Tareas a realizar:
A. Responde estas preguntas según el texto sobre Lévi-Strauss:
(i) ¿Qué escrito se releía como invocación a un demiurgo de la escritura?
(ii) ¿A qué filosofías anticipaba la obra de Lévi-Strauss?
(iii) En Borges, ¿por qué vía se verifica el nexo entre partes de la estructura?
B. Indica si cada afirmación concuerda con el texto sobre Lévi-Strauss. Responde sí o no y cita las palabras del texto que lo deciden:
(i) Tristes Trópicos se presenta como un libro esencial.
(ii) Lévi-Strauss considera la historia del presente superior al totemismo.
(iii) Quien escribe el texto cree que hay que seguir a Lévi-Strauss en su desprecio de la historia.

Tristes Trópicos es un libro esencial. En él está Brasil, las etnias extinguidas, pero están también Borges, De Ipola y Darcy Ribeiro. Hágase la prueba de leerlo así. Como un libro total y al mismo tiempo disparatado. Viajes, teatro, ensayo, ciencia y mito. Todo a un tiempo. Pasado y presente. Todo entrelazado, afirmado y negado, en planos recurrentes, sin dialéctica ni historia. Bárbaro, exquisito. Con sus invariantes, inversiones, juegos especulares, vacíos de significaciones que luego se llenarán en lugares contrapuestos.

Sobre el momento crucial en que un escritor comienza su texto, decía que en su caso releía, precisamente, el 18 Brumario, como invocación a un demiurgo de la escritura. Entendemos el sentido de este aserto. Cada escritor quisiera absorber mágicamente para sí, la cadencia, y por sí decirlo, el sabor, de aquel célebre escrito en cuyo extremo se percibe un compendio secreto de retórica: ¿Cómo empezar un texto? ¿Qué elección sonora hay que hacer de una frase inicial? ¿Cómo mantener los altibajos de un relato, anudar cada secuencia con ornamentos que parecen meros agregados de paso, pero destinados a perdurar como citas perennes de un escrito?

La obra de Lévi-Strauss, que acabará considerando los acontecimientos como deslindados de la estructura (por lo menos en el caso del totemismo), significaba una formidable anticipación a las filosofías de los años ’80. Opone las series totémicas a la historia moderna autogenerada. Considera superior el totemismo que la historia del presente, sin respaldo de clasificaciones tomadas del mundo animal o vegetal.

Mostrando la compatibilidad de su pensamiento con el de Borges, Lévi-Strauss no puede trascender las oposiciones simétricas, pero las sostiene en la tensión que llamó mito, la verdadera dialéctica en suspenso, pero sin Walter Benjamin sobrevolando. En Borges no es nada diferente, excepto que el nexo entre partes de la estructura se verifica por la vía del destino y la muerte. El proyecto de Lévi-Strauss de reintegrar la cultura en la naturaleza desprecia a la historia en nombre de la etnología. No creo que debamos seguirlo hasta ahí. Pero aún nos deja la lección de poner a la historia en estado de archivo trascendental. A poco que consideremos que la lengua de la historia y del historiador no tienen por qué operar en la dimensión ética de las reducciones lévi-straussianas y que aceptemos una idea del mito más grata, la historia se nos aparecerá como un terreno animado de formas morales e intelectuales en el que el historiador o el pensamiento histórico deben escoger inevitablemente un punto de vista. Pero si creemos en esto, no nos neguemos a mirar una piedra inmóvil o sostenerle la mirada a un gato, como por lo bajo proclamaba Lévi-Strauss.

Información mostrada:
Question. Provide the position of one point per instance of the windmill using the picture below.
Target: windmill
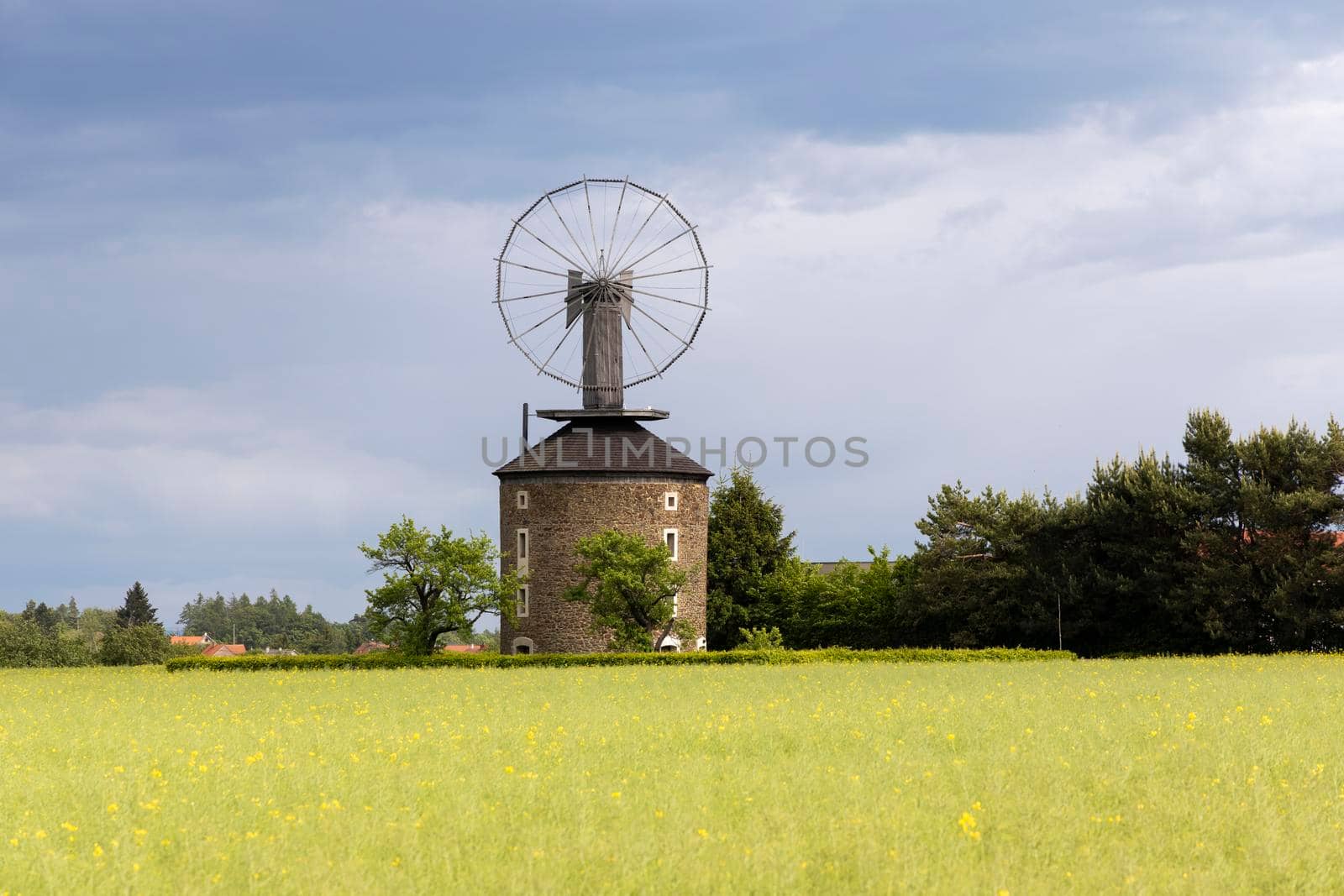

Respuestas por tarea:
A.
(i) El 18 Brumario.
(ii) A las filosofías de los años ’80.
(iii) Por la vía del destino y la muerte.

B.
(i) Sí: «Tristes Trópicos es un libro esencial.»
(ii) No: «Considera superior el totemismo que la historia del presente»
(iii) No: «No creo que debamos seguirlo hasta ahí.»